Stored data:
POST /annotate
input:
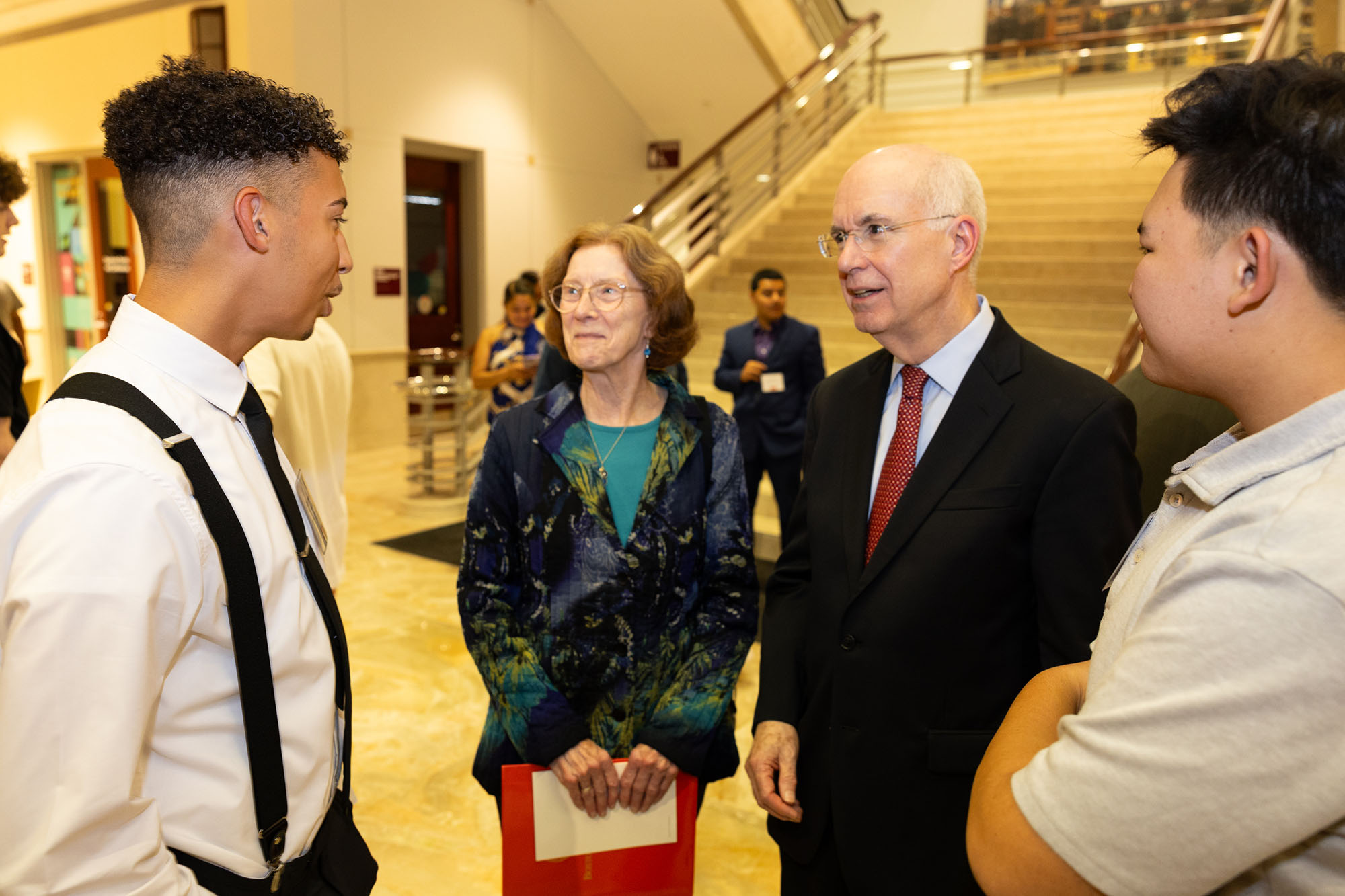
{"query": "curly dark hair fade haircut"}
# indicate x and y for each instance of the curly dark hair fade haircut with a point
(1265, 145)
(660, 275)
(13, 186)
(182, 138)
---
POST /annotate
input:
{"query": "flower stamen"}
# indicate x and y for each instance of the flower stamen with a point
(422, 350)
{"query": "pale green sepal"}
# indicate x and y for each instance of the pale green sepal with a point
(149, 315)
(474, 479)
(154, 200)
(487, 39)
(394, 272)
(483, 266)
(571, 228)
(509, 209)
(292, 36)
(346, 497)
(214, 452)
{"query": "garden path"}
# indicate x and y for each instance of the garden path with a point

# REQUEST
Identify and copy every line of the data above that contains the string "pale", treating uppercase and lowercase as different.

# RESPONSE TO THIS TASK
{"query": "pale green sepal"}
# indicate x and y for each instance of the pale green sepal with a point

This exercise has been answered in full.